=== TASK ===
In the entries that follow, find the line containing "Exercise. Find the tree stump"; from there, copy every line exactly through the line containing "Exercise. Find the blue".
+++ GIVEN DATA +++
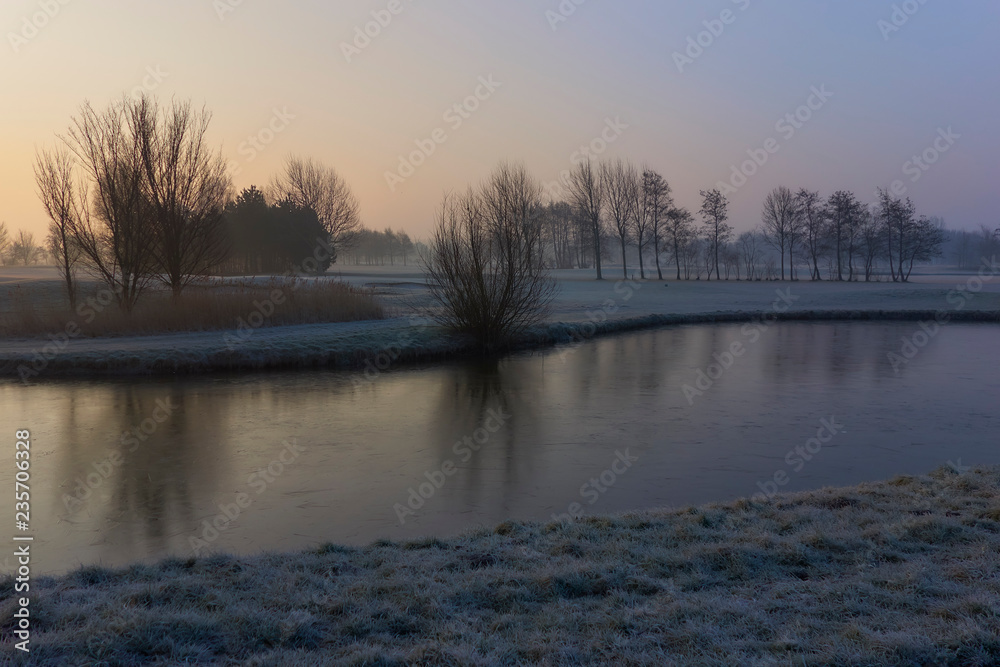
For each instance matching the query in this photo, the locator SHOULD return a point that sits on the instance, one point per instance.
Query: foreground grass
+++
+++ GIVEN DATA +++
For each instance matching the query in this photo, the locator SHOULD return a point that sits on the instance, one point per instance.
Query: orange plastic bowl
+++
+++ GIVEN DATA +++
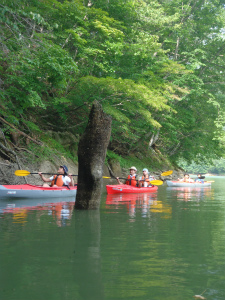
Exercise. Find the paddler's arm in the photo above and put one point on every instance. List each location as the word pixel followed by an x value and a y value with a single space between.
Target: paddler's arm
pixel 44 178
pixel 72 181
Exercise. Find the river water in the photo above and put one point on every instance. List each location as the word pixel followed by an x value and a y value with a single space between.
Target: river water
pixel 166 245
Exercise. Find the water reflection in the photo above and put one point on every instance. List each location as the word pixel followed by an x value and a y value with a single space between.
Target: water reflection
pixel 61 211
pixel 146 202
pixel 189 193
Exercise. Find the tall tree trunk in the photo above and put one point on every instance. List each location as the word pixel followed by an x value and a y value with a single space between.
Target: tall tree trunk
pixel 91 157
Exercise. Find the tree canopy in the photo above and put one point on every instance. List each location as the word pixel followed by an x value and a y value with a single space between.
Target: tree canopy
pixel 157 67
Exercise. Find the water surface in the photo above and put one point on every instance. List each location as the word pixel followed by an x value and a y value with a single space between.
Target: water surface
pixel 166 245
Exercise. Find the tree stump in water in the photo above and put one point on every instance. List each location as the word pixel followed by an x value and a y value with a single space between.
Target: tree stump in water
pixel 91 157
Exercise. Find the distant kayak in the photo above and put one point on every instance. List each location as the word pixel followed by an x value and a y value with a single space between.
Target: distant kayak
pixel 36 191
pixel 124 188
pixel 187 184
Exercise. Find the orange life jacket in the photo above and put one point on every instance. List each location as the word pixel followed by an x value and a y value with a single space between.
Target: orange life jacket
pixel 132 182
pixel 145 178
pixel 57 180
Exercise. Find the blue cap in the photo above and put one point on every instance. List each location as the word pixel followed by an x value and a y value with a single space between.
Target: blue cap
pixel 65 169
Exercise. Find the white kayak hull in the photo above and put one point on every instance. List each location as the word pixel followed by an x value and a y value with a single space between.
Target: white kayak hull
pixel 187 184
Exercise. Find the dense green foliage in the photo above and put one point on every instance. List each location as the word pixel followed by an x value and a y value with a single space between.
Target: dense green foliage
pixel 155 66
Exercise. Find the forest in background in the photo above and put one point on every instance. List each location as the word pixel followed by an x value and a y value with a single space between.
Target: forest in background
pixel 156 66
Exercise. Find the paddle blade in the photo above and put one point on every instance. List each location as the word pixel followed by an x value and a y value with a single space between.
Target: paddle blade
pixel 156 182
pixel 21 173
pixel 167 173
+++
=== RESULT OF THIS EXERCISE ===
Exercise. Find the tree stump in water in the photo above and put one point on every instance. List each location as the word pixel followed by an x value and a y value with a single space between.
Target: tree stump in water
pixel 91 157
Exercise. Find the distant kayak in the photo above and put one point on every instance. List each location as the word pixel followed by an x value and a y value with a single space between.
Target: distant kayak
pixel 36 191
pixel 124 188
pixel 187 184
Exercise. Find the orange life jacket in the photo above and put one point on every instance. List each location as the word pixel followed by an x value and a y value with a single space between.
Target: orange life jacket
pixel 132 182
pixel 145 178
pixel 57 180
Exercise. Find the blue cap in the photo above and put one point on every instance. List each location as the word pixel followed by an x value and a y value with a single space between.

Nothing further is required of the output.